Reproduce word for word the part of the items that opens with the line containing "of the goatee" and closes with the line containing "[[400, 261]]", including both of those lines.
═════ MATERIAL FOR THE TASK ═════
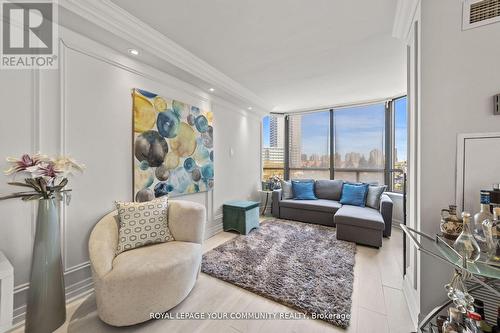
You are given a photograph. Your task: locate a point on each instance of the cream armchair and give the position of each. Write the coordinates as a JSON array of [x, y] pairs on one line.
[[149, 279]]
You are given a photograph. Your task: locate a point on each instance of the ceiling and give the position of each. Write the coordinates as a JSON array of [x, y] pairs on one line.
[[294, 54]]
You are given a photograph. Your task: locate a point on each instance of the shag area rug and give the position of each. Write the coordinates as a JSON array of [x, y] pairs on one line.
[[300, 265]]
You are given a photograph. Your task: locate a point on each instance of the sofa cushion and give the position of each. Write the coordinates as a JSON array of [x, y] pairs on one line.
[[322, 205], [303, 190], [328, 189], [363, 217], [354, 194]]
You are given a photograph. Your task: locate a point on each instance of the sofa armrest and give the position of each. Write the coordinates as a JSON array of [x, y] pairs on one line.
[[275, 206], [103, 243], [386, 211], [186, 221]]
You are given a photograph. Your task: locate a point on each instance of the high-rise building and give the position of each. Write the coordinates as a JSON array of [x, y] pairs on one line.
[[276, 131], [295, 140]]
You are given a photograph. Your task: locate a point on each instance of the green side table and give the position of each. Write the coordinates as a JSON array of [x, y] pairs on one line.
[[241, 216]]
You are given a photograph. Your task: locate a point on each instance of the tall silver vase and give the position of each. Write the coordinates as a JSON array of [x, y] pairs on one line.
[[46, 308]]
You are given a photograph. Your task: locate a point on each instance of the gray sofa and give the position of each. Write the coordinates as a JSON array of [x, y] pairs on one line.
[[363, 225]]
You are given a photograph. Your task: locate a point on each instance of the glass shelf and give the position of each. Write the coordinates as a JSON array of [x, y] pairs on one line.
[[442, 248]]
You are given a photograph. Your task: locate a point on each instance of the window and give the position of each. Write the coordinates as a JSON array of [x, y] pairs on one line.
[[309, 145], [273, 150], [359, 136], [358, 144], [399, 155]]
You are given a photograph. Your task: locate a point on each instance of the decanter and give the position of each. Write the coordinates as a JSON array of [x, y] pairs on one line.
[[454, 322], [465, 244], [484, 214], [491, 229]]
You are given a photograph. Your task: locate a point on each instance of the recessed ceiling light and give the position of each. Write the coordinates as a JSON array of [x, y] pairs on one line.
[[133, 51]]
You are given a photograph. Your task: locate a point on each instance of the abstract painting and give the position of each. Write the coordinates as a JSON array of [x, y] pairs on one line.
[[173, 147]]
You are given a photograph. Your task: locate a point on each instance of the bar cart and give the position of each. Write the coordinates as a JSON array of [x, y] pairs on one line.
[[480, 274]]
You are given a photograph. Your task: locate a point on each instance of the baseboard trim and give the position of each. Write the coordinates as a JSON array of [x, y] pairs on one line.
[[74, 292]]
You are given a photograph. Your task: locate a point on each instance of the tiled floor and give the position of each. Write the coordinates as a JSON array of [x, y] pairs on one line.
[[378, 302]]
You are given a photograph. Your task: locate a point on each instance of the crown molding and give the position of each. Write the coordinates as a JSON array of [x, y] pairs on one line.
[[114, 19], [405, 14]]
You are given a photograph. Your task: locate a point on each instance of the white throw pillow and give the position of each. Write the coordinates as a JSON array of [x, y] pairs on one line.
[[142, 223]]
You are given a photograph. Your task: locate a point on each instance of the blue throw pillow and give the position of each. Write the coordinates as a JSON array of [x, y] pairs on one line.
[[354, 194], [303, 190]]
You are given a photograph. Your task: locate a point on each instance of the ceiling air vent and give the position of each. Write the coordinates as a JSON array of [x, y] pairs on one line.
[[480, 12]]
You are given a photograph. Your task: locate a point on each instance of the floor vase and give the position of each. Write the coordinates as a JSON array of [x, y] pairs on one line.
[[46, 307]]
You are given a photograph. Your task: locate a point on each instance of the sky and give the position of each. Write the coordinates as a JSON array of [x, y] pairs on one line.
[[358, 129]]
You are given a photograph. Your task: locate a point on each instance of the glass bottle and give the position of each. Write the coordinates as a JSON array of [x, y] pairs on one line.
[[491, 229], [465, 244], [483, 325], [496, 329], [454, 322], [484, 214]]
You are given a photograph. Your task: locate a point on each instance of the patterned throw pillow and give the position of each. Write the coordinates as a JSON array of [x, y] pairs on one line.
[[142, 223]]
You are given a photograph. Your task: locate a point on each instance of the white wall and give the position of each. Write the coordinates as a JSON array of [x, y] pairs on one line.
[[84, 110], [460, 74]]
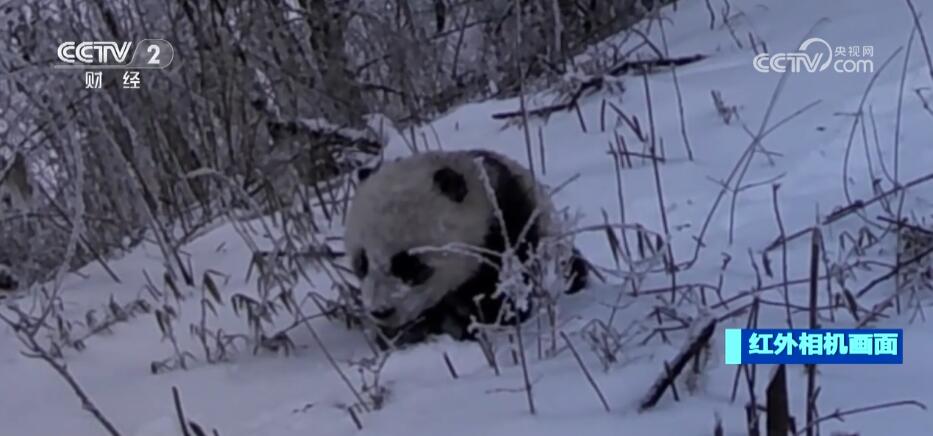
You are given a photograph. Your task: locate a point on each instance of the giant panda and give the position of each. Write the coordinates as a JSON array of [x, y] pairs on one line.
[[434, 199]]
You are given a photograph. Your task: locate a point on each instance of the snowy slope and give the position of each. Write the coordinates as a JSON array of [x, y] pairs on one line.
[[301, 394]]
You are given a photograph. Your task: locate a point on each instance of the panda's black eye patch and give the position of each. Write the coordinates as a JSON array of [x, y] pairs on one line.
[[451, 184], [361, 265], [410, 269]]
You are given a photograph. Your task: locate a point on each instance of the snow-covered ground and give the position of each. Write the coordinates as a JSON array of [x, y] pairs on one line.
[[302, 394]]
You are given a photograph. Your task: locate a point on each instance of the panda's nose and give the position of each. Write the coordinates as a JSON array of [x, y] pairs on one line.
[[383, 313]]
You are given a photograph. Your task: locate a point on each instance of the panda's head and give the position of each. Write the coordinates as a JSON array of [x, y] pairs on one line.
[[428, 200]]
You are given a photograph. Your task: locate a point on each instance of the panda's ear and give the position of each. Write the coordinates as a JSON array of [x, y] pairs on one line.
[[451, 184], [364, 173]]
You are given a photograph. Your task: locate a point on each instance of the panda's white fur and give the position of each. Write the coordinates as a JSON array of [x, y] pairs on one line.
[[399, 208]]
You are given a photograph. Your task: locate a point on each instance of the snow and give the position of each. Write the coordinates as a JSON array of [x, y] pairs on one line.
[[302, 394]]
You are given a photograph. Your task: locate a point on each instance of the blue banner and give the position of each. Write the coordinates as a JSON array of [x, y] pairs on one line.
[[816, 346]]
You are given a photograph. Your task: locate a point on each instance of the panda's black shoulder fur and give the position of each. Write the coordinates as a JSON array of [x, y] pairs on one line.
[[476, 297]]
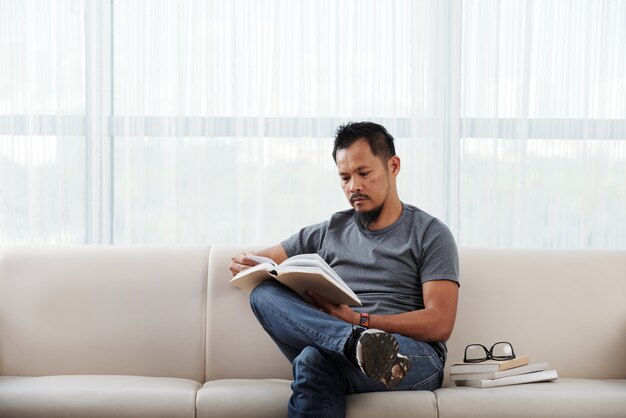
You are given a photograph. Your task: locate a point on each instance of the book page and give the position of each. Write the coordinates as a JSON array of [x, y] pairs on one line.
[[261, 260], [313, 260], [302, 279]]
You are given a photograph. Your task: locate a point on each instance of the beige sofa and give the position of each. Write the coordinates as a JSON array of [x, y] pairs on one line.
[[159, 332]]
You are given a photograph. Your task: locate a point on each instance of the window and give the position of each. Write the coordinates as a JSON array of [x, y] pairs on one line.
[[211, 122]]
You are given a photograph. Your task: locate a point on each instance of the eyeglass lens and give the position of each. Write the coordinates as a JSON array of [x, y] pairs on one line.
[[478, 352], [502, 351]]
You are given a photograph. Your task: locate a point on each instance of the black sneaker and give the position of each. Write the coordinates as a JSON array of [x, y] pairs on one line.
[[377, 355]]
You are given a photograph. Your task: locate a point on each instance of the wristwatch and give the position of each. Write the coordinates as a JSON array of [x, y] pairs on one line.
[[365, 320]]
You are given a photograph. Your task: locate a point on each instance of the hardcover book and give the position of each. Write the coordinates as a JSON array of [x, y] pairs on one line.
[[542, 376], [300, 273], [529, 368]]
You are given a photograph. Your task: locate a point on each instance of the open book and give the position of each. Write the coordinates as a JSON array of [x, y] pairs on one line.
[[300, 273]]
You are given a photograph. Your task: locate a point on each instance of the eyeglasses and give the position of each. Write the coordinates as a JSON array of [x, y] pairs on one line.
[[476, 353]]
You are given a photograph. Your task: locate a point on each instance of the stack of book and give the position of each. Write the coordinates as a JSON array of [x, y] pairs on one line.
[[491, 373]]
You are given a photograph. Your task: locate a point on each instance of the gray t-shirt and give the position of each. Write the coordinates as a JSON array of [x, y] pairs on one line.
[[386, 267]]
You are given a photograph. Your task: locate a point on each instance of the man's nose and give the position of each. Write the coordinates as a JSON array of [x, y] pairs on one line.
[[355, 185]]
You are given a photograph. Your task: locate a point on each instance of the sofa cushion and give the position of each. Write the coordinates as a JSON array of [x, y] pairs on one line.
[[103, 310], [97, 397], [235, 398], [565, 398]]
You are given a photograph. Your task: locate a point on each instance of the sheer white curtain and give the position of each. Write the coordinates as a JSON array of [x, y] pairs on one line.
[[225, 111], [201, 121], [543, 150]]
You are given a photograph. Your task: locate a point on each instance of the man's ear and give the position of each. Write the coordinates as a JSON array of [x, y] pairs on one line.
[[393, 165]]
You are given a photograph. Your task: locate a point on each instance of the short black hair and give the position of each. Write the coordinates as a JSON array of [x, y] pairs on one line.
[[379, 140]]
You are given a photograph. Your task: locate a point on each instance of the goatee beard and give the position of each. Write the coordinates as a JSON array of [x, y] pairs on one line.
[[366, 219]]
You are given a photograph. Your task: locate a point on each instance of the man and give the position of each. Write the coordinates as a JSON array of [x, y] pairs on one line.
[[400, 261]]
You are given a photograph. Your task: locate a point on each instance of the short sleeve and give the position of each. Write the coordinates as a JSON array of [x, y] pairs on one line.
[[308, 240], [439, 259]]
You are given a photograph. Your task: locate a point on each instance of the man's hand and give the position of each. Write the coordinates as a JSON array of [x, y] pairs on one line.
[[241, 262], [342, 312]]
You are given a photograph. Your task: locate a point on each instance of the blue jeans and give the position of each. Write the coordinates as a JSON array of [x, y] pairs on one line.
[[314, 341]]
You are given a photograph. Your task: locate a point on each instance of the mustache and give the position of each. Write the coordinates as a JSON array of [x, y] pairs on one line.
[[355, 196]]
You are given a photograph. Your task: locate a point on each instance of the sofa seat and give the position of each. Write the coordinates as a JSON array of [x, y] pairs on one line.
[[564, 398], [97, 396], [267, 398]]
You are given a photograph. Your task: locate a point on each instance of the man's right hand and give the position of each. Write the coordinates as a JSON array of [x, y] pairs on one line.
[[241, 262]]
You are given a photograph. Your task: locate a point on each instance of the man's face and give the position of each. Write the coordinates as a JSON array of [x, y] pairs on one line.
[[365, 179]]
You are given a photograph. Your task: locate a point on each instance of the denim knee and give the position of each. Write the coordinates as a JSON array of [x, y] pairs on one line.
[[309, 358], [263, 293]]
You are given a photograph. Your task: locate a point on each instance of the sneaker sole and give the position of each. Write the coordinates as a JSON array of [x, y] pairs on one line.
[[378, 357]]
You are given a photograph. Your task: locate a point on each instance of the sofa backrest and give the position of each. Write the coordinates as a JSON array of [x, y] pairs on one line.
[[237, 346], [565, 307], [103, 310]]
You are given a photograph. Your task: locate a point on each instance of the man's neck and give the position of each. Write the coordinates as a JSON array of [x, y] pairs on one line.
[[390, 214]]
═════
> [TASK SOLUTION]
You are given a photograph. Your task: locate a point on each instance of the goatee beard and give the position of each. Write the coordinates as a JSON array of [x, y] pairs on one line.
[[366, 219]]
You are given a photograph. Your task: locate a point on each instance of the man and give the position of each. Write the coordinates as a JSON array of [x, y] pairs on one line.
[[400, 261]]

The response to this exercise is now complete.